_Aim of the exercise:_
Copy each line of the listing below exactly and drop the images.

--- --- ---

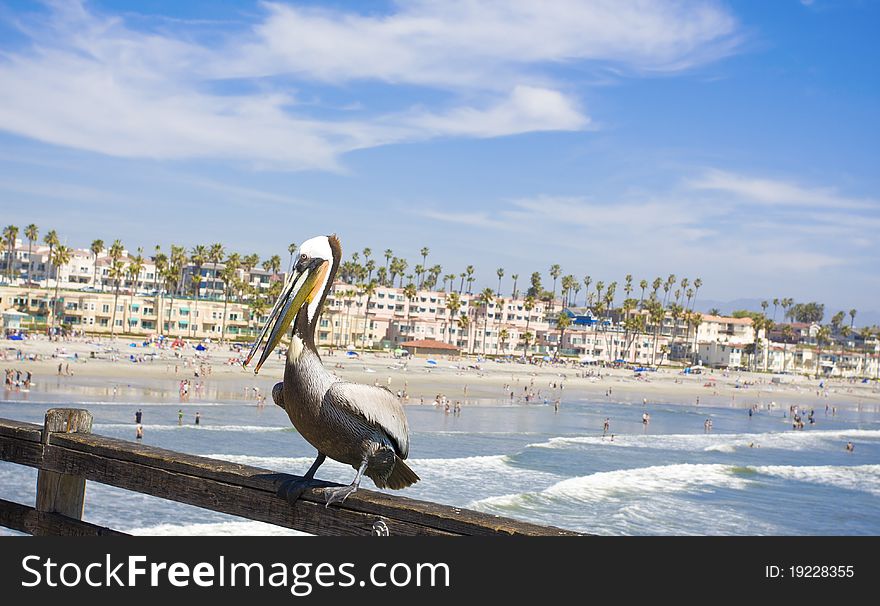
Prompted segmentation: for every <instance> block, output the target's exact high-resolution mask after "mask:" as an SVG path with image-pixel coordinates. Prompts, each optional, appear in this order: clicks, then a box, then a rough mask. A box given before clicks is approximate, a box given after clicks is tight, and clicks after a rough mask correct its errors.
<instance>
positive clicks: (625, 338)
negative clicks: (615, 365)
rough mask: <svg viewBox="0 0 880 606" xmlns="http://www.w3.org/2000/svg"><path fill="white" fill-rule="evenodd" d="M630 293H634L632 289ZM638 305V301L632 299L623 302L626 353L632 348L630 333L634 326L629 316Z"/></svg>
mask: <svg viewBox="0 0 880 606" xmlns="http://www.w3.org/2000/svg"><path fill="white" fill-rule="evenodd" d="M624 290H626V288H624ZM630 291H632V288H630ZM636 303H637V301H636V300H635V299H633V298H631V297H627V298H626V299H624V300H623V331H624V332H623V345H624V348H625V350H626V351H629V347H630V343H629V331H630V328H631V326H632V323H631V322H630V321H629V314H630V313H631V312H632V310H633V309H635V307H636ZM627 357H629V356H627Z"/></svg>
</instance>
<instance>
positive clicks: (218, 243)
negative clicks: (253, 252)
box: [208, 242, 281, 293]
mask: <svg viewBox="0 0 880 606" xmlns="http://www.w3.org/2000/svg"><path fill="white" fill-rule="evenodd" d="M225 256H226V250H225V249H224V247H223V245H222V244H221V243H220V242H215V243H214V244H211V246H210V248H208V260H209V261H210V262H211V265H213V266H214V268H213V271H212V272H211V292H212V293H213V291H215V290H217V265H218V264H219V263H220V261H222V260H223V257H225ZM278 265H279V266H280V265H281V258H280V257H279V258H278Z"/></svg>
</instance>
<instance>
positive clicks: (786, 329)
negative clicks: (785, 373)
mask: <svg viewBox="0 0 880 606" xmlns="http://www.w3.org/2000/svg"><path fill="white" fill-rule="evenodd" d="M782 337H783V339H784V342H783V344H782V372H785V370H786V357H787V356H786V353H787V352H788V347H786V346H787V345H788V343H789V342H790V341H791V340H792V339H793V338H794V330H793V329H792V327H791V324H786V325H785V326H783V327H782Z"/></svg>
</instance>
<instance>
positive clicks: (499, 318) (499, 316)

--- --- ---

_Response to this task:_
Prompted segmentation: for every <instance> block, output the target's exact high-resolution mask after "mask:" as an SVG path with image-pixel coordinates. Prompts, each optional, appear in this order: clicks, then a box, then a rough mask. A box given before clicks is approximate, a box given after clicks is tight, and clicks after a rough mask correct its errors.
<instance>
positive clicks: (625, 338)
negative clicks: (615, 365)
rough mask: <svg viewBox="0 0 880 606" xmlns="http://www.w3.org/2000/svg"><path fill="white" fill-rule="evenodd" d="M630 293H634L632 289ZM638 305V301L632 299L623 302L626 353L632 348L630 333L634 326L629 316Z"/></svg>
mask: <svg viewBox="0 0 880 606" xmlns="http://www.w3.org/2000/svg"><path fill="white" fill-rule="evenodd" d="M624 290H626V288H624ZM630 291H632V288H630ZM636 303H637V301H636V300H635V299H633V298H631V297H627V298H626V299H624V300H623V331H624V332H623V345H624V348H625V350H626V351H629V347H630V343H629V331H630V328H631V326H632V323H631V322H630V321H629V314H630V313H631V312H632V310H633V309H635V307H636ZM627 357H629V356H627Z"/></svg>
</instance>
<instance>
positive clicks: (218, 243)
negative clicks: (253, 252)
box: [208, 242, 281, 293]
mask: <svg viewBox="0 0 880 606" xmlns="http://www.w3.org/2000/svg"><path fill="white" fill-rule="evenodd" d="M225 256H226V250H225V249H224V247H223V245H222V244H221V243H220V242H215V243H214V244H211V246H210V248H208V260H209V261H210V262H211V265H213V266H214V268H213V271H212V272H211V292H212V293H213V291H215V290H217V265H218V264H219V263H220V261H222V260H223V257H225ZM278 265H279V266H280V265H281V258H280V257H279V258H278Z"/></svg>
</instance>
<instance>
positive clicks: (786, 329)
negative clicks: (785, 373)
mask: <svg viewBox="0 0 880 606" xmlns="http://www.w3.org/2000/svg"><path fill="white" fill-rule="evenodd" d="M782 337H783V339H784V342H783V344H782V372H785V370H786V357H787V356H786V353H787V352H788V347H786V346H787V345H788V343H789V342H790V341H791V340H792V339H793V338H794V330H793V329H792V327H791V324H786V325H785V326H783V327H782Z"/></svg>
</instance>
<instance>
positive clicks: (499, 318) (499, 316)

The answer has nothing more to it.